[A block of data]

▶

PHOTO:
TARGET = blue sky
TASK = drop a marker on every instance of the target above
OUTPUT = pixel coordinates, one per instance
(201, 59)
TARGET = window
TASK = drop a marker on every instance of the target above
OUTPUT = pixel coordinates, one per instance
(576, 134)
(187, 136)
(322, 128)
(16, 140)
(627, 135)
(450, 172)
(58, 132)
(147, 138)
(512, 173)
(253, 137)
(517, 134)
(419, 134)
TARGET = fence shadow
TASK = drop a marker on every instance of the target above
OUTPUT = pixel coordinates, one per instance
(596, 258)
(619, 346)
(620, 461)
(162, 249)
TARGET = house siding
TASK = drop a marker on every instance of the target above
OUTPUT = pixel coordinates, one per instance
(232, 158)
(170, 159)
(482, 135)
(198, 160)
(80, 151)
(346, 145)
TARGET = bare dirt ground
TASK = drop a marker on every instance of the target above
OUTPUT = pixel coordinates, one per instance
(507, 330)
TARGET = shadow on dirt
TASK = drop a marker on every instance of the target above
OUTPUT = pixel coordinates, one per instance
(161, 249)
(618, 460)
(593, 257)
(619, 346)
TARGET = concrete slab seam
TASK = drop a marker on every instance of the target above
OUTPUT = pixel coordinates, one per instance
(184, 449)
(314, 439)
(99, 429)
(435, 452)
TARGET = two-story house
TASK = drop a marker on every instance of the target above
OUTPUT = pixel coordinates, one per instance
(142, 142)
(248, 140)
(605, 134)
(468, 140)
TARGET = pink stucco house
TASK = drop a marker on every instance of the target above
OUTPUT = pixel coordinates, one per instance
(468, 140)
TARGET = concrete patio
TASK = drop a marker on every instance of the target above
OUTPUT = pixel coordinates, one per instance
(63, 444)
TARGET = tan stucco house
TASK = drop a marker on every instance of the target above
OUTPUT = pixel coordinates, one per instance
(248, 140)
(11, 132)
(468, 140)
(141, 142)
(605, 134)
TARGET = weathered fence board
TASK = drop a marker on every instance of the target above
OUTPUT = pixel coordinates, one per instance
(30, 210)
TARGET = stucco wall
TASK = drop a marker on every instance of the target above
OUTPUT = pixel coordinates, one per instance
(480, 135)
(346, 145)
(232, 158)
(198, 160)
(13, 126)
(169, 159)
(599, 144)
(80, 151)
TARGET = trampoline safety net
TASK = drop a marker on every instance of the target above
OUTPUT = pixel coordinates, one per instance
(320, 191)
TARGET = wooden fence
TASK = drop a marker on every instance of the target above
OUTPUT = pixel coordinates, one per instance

◀

WHAT IS EXPECTED: Go through the material above line by line and copy it exactly.

ANSWER TO THE PROBLEM:
PHOTO:
TARGET = blue sky
TASK = drop a marker on every instance of the target above
OUTPUT = pixel coordinates, one per instance
(201, 59)
TARGET = window
TASK = drop a marker on every instance of the target above
OUTPUT = pixel coordinates, one per instance
(576, 134)
(187, 136)
(322, 128)
(16, 140)
(627, 135)
(450, 172)
(58, 132)
(147, 138)
(512, 173)
(253, 137)
(517, 134)
(419, 134)
TARGET = fence shadow
TASK = drop a marker on every instance of the target above
OUTPUT = pixel coordinates, one per instance
(596, 258)
(619, 346)
(620, 461)
(162, 249)
TARGET = house siding
TASK = drop a marker on every instance of the target above
OUTPUT = pixel coordinates, one per instance
(232, 158)
(170, 159)
(482, 135)
(198, 160)
(80, 151)
(346, 145)
TARGET = bare dirt ground
TASK = drop a marker on every instance of the target above
OUTPUT = pixel coordinates, one per instance
(507, 330)
TARGET = shadow on dirt
TASK = drop a marker on every instance of the target above
OUTPUT = pixel coordinates, one per instance
(161, 249)
(618, 460)
(593, 257)
(619, 346)
TARGET = concrete slab seam
TASK = drop a marker on every instance of the target above
OUTPUT = pixel coordinates, one per instance
(184, 449)
(314, 439)
(99, 429)
(435, 452)
TARGET = two-story house
TASK = drop a marker on every instance of the target above
OUTPUT = pixel coordinates, one per instance
(142, 142)
(248, 140)
(605, 134)
(468, 140)
TARGET = pink stucco house
TASK = drop a marker on every instance of the target above
OUTPUT = pixel coordinates, one per instance
(468, 140)
TARGET = concrete patio
TASK = drop a marker on every instance of the target above
OUTPUT = pixel coordinates, one per instance
(63, 444)
TARGET = tan stucco house
TASK = drop a marker on every instance of the target above
OUTPUT = pixel coordinates, one per instance
(248, 140)
(11, 132)
(468, 140)
(141, 142)
(605, 134)
TARGET = weathered fence board
TASK = drop a marker on every instance of the target above
OUTPUT = pixel coordinates, one per instance
(30, 210)
TARGET = stucco wall
TASK = drop a marker on every instance of the target above
OUTPUT = pixel coordinates, one per instance
(480, 135)
(346, 145)
(232, 158)
(198, 160)
(13, 126)
(169, 159)
(599, 144)
(80, 151)
TARGET = trampoline safety net
TASK = drop a marker on every instance of the target above
OUTPUT = pixel coordinates, one per instance
(320, 191)
TARGET = wooden fence
TASK = drop a marker on every instance of the target above
OUTPUT = pixel coordinates, one per instance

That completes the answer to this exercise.